> [DIRECTION] Only the pictures stay out; every record is to be quoted exactly.

> [GIVEN DATA]

════════════════════

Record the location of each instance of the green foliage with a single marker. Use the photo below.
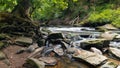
(49, 9)
(103, 17)
(7, 5)
(106, 16)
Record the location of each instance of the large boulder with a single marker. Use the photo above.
(97, 43)
(115, 52)
(2, 45)
(2, 55)
(55, 38)
(48, 60)
(108, 65)
(36, 63)
(23, 41)
(90, 57)
(106, 27)
(109, 35)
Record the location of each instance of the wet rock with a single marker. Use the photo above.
(95, 50)
(118, 66)
(32, 47)
(115, 44)
(23, 41)
(64, 44)
(108, 65)
(2, 55)
(90, 57)
(107, 27)
(6, 61)
(48, 60)
(97, 43)
(55, 38)
(3, 36)
(20, 51)
(59, 51)
(2, 45)
(115, 52)
(41, 42)
(71, 50)
(38, 50)
(36, 63)
(109, 35)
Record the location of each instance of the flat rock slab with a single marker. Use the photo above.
(115, 52)
(98, 43)
(108, 65)
(90, 57)
(36, 63)
(24, 41)
(48, 60)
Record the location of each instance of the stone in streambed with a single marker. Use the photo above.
(23, 41)
(90, 57)
(36, 63)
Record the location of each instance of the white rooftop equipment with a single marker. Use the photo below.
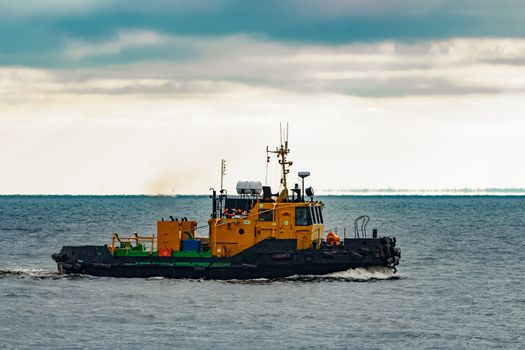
(249, 187)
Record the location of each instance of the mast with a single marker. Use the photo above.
(282, 152)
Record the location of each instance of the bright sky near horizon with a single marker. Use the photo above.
(127, 97)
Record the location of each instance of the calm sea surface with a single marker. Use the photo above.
(460, 283)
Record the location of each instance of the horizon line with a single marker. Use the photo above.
(323, 192)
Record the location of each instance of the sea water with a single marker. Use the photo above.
(460, 283)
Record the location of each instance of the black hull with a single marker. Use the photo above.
(268, 259)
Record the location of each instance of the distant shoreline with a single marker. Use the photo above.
(491, 192)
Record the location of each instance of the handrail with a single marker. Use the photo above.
(364, 221)
(135, 238)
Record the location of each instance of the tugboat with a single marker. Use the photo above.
(257, 234)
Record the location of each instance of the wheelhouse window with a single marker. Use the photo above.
(303, 216)
(265, 215)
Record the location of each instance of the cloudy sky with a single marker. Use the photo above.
(132, 97)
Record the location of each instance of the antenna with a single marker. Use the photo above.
(223, 172)
(282, 152)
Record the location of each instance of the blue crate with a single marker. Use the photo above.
(191, 244)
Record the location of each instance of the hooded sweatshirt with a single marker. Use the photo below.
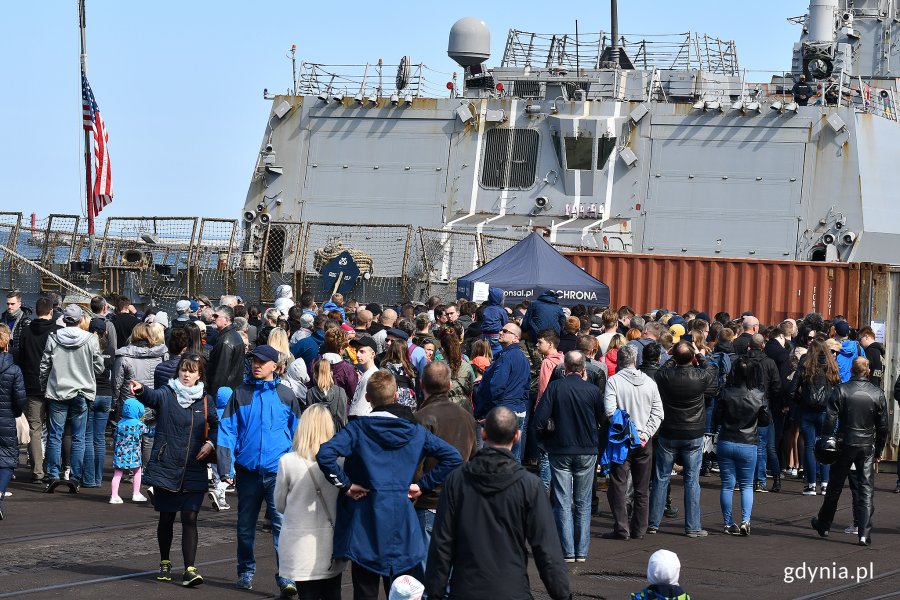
(31, 348)
(638, 395)
(494, 504)
(70, 364)
(494, 315)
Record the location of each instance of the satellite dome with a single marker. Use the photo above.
(470, 42)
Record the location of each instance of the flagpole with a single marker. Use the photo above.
(89, 188)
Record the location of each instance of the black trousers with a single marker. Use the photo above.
(640, 464)
(863, 478)
(366, 582)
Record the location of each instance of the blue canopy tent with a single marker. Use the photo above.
(529, 268)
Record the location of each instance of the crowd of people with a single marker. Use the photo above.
(387, 438)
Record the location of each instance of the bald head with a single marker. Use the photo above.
(388, 317)
(757, 341)
(860, 367)
(750, 325)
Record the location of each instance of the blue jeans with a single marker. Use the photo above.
(811, 424)
(252, 489)
(573, 481)
(690, 455)
(765, 453)
(517, 449)
(95, 440)
(59, 412)
(737, 463)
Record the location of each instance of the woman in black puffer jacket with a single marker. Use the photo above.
(12, 403)
(177, 467)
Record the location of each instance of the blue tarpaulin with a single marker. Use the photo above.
(529, 268)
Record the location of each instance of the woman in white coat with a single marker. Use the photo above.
(308, 503)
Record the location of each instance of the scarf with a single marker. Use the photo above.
(186, 396)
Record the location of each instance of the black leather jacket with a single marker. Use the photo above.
(739, 414)
(860, 409)
(683, 390)
(226, 361)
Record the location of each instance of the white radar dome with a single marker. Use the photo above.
(470, 42)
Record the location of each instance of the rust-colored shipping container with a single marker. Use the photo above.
(772, 289)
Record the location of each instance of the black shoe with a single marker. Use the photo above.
(819, 527)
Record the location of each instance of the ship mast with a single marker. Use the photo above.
(89, 189)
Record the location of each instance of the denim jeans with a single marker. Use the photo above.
(519, 448)
(811, 424)
(737, 463)
(59, 412)
(252, 489)
(690, 454)
(95, 440)
(573, 480)
(766, 456)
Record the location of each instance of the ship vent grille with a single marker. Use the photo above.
(510, 158)
(527, 89)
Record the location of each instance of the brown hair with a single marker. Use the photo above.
(381, 388)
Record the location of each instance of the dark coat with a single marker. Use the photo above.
(226, 361)
(488, 510)
(576, 408)
(12, 403)
(179, 436)
(31, 348)
(543, 313)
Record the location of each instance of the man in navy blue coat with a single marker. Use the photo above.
(376, 526)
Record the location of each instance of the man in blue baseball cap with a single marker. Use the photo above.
(258, 425)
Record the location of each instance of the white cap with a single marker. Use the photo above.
(406, 587)
(663, 567)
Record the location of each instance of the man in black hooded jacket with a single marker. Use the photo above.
(484, 504)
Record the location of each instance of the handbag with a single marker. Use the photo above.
(212, 458)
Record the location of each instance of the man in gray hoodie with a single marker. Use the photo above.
(633, 392)
(68, 373)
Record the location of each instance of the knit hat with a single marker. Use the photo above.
(406, 587)
(663, 568)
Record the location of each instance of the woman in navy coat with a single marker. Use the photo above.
(186, 427)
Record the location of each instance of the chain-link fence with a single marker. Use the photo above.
(166, 258)
(381, 252)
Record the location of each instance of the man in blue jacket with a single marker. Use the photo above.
(543, 313)
(376, 526)
(494, 317)
(507, 383)
(258, 425)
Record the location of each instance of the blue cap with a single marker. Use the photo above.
(265, 353)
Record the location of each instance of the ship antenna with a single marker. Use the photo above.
(614, 26)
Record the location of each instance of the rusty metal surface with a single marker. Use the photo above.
(772, 289)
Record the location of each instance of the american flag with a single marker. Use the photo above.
(92, 121)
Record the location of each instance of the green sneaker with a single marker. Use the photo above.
(191, 577)
(165, 571)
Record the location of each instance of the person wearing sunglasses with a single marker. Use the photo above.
(507, 383)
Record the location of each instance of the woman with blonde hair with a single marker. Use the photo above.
(332, 350)
(308, 504)
(137, 361)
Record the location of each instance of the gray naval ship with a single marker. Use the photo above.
(658, 144)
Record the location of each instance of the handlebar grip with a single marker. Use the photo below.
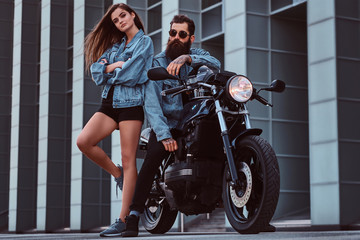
(172, 90)
(262, 100)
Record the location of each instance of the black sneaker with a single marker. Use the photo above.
(120, 180)
(132, 226)
(114, 229)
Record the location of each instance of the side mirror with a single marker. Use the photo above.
(160, 73)
(276, 86)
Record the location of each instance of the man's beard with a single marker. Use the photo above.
(176, 48)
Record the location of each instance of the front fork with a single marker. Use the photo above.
(226, 140)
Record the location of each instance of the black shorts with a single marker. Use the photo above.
(123, 114)
(120, 114)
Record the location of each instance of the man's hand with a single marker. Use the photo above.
(175, 65)
(170, 144)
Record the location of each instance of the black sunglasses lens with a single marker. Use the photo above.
(183, 34)
(172, 32)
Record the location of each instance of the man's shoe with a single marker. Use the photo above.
(132, 226)
(114, 229)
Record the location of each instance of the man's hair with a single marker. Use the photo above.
(183, 18)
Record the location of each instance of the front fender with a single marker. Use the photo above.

════════════════════

> [ANSWER TO THIS TASK]
Record the location of each instance of the green foliage with a single marker. Use the photo below.
(49, 9)
(103, 17)
(7, 5)
(106, 16)
Record the location of each instance of the large boulder with a single marker. Use the photo above.
(97, 43)
(115, 52)
(2, 45)
(2, 55)
(55, 38)
(48, 60)
(108, 65)
(36, 63)
(23, 41)
(90, 57)
(106, 27)
(109, 35)
Record the location of each instance of the wet rock with a single marker. Use the photo above.
(95, 50)
(118, 66)
(32, 47)
(115, 44)
(23, 41)
(64, 44)
(108, 65)
(2, 55)
(90, 57)
(107, 27)
(6, 61)
(48, 60)
(97, 43)
(55, 38)
(3, 36)
(20, 51)
(59, 51)
(2, 45)
(115, 52)
(41, 42)
(71, 50)
(38, 50)
(36, 63)
(109, 35)
Record the location of each instance of the flat rock slab with a single marker. Use the photo above.
(115, 52)
(98, 43)
(108, 65)
(90, 57)
(36, 63)
(24, 41)
(48, 60)
Record the location of each instance of the stone in streambed with a single marker. Use the photo above.
(23, 41)
(90, 57)
(36, 63)
Record the location of each instance of the white rooftop equipment with a single marker. Use the photo below.
(249, 187)
Record the location of each instance of the mast with a single marker. Use the photo above.
(282, 152)
Record the location of each instance of the bright sky near horizon with a single marker. Use the photo above.
(127, 97)
Record the location of each instance of the calm sea surface with a single marker. Use the photo above.
(460, 283)
Record the location of each instance of the horizon line with a single marker. Use the photo above.
(323, 192)
Record the location of each instance of the sea water with a single marker. Use the photo above.
(460, 283)
Record the location of each instance of the black hull with a single marker. Use the photo above.
(268, 259)
Record the location of each instance of the distant shoreline with a single marker. Use the photo above.
(491, 192)
Record the location of each instance of the handrail with a single marker. Use the photo above.
(364, 221)
(135, 238)
Record the location of each instance of the tugboat with a single marker. Use the photo above.
(257, 234)
Record the location of each instance of the wheelhouse window with a single marker. Use the photo above.
(303, 216)
(265, 215)
Record the location of each instance of the cloudy sky with a single marker. Use the photo above.
(132, 97)
Record the location of each instance of the antenna with a single marker. Use the photo above.
(223, 172)
(282, 152)
Record the location of each instance of the blue crate with a single marker. Use the photo above.
(191, 244)
Record the location of each instance of the hooded sweatshirt with a single marker. Use the photo below.
(31, 348)
(638, 395)
(494, 504)
(70, 364)
(494, 315)
Record the location of each instance of the satellite dome with a single marker. Use the photo above.
(470, 42)
Record the location of each instance of the flagpole with a single marker. Use the photo above.
(89, 188)
Record the location of each instance of the black trousers with a single marker. Use the photo above.
(640, 464)
(863, 478)
(366, 582)
Record the location of each instance of the blue canopy tent with a single marker. Use the photo above.
(529, 268)
Record the location of each instance of the crowd of people with a single marker. Use the photo above.
(387, 438)
Record the location of each instance of the bald head with a single marker. Use the photo above.
(388, 317)
(757, 341)
(860, 367)
(750, 325)
Record the location of each instance of the blue jeans with a single marker. Use the photo above.
(811, 424)
(252, 489)
(573, 481)
(690, 455)
(765, 453)
(517, 449)
(95, 440)
(59, 412)
(737, 463)
Record the location of each instance of the woman in black puffer jacket with a single marker. Use the photo above.
(12, 403)
(177, 467)
Record the location of each instance of the blue tarpaulin with a single marker. Use the photo above.
(529, 268)
Record the location of each instance of the woman in white coat with a single marker. Use the photo above.
(308, 503)
Record the location of each instance of the scarf with a single marker. Use the photo above.
(186, 396)
Record the location of each instance of the black leather jacket with a single marker. Use the photo above.
(739, 414)
(860, 409)
(683, 390)
(226, 361)
Record the location of each instance of the white radar dome with a single marker. Use the photo above.
(470, 42)
Record the location of each instance of the rust-colored shipping container with a single marker. Use the photo above.
(772, 289)
Record the location of each instance of the black shoe with a single marker. Use the photo above.
(819, 527)
Record the location of each instance of the ship mast with a single marker. Use the photo above.
(89, 189)
Record the location of each instance of the denim jeans with a single marker. Use the photo above.
(519, 448)
(811, 424)
(737, 463)
(59, 412)
(252, 489)
(690, 454)
(95, 440)
(573, 480)
(766, 456)
Record the location of each instance of the ship vent grille with a single marker. Use the photo above.
(510, 158)
(527, 89)
Record the location of each instance of the brown hair with a single marker. Use the photo above.
(381, 388)
Record the location of each instance of the dark coat with a single marker. Use the photo above.
(226, 361)
(488, 510)
(576, 408)
(12, 403)
(179, 436)
(31, 348)
(543, 313)
Record the location of each instance of the man in navy blue coat with a single marker. Use the photo above.
(376, 526)
Record the location of each instance of the man in blue baseball cap with a single marker. Use the photo above.
(258, 425)
Record the location of each instance of the white cap with a single marker. Use the photo above.
(406, 587)
(663, 567)
Record the location of each instance of the man in black hooded jacket with a single marker. Use the photo above.
(484, 504)
Record the location of each instance of the handbag with a single marker. Use the photo above.
(212, 458)
Record the location of each instance of the man in gray hoodie with a single marker. Use the photo above.
(633, 392)
(68, 373)
Record the location of each instance of the knit hat with a single marker. Use the photo above.
(406, 587)
(663, 568)
Record the location of each instance of the woman in navy coat with a single marker. Use the photo above.
(186, 427)
Record the location of each instance of the chain-link fence with a single marker. Use the photo above.
(166, 258)
(381, 252)
Record the location of each instance of the man in blue jacket with a single marker. Use the photo above.
(543, 313)
(376, 526)
(494, 317)
(507, 383)
(258, 425)
Record the location of each instance of the blue cap with a single marker. Use the photo above.
(265, 353)
Record the location of each instance of the ship antenna with a single marker. Use the photo above.
(614, 26)
Record the location of each instance of the rusty metal surface with a single marker. Use the photo above.
(772, 289)
Record the location of each instance of the american flag with a single marker. Use the photo above.
(92, 121)
Record the location of each instance of the green sneaker with a single marker. Use the photo above.
(191, 577)
(165, 571)
Record the location of each instance of the person wearing sunglasses with a single marker. Use the photo above.
(507, 383)
Record the location of each instance of the woman with blonde hair with a single marker. Use the photo above.
(332, 350)
(308, 504)
(137, 361)
Record the location of each instance of the gray naval ship with a single marker. Use the photo above.
(658, 144)
Record the location of each instance of the handlebar grip with a single marker. Use the photo below.
(172, 90)
(262, 100)
Record the location of each instance of the black sneaker with a single marker. Use the photo above.
(120, 180)
(132, 226)
(114, 229)
Record the location of each instance of the side mirror with a single marker. Use the photo above.
(160, 73)
(276, 86)
Record the location of each instance of the man's beard with a single marker. Use the photo above.
(176, 48)
Record the location of each instance of the front fork with a single marker. Use the photo above.
(226, 140)
Record the location of each instance of the black shorts with a single marker. Use the photo above.
(123, 114)
(120, 114)
Record the location of each instance of the man's hand with a single marker. Use the photo above.
(175, 65)
(170, 144)
Record the location of each instance of the black sunglasses lens with a single marker. Use the photo above.
(183, 34)
(172, 32)
Record the location of each instance of the man's shoe with a single marker. Use the photo above.
(132, 226)
(114, 229)
Record the location of each instance of the man's hair with a single marker. Use the photo above.
(183, 18)
Record the location of each instance of the front fender with a single marker. Use the photo above.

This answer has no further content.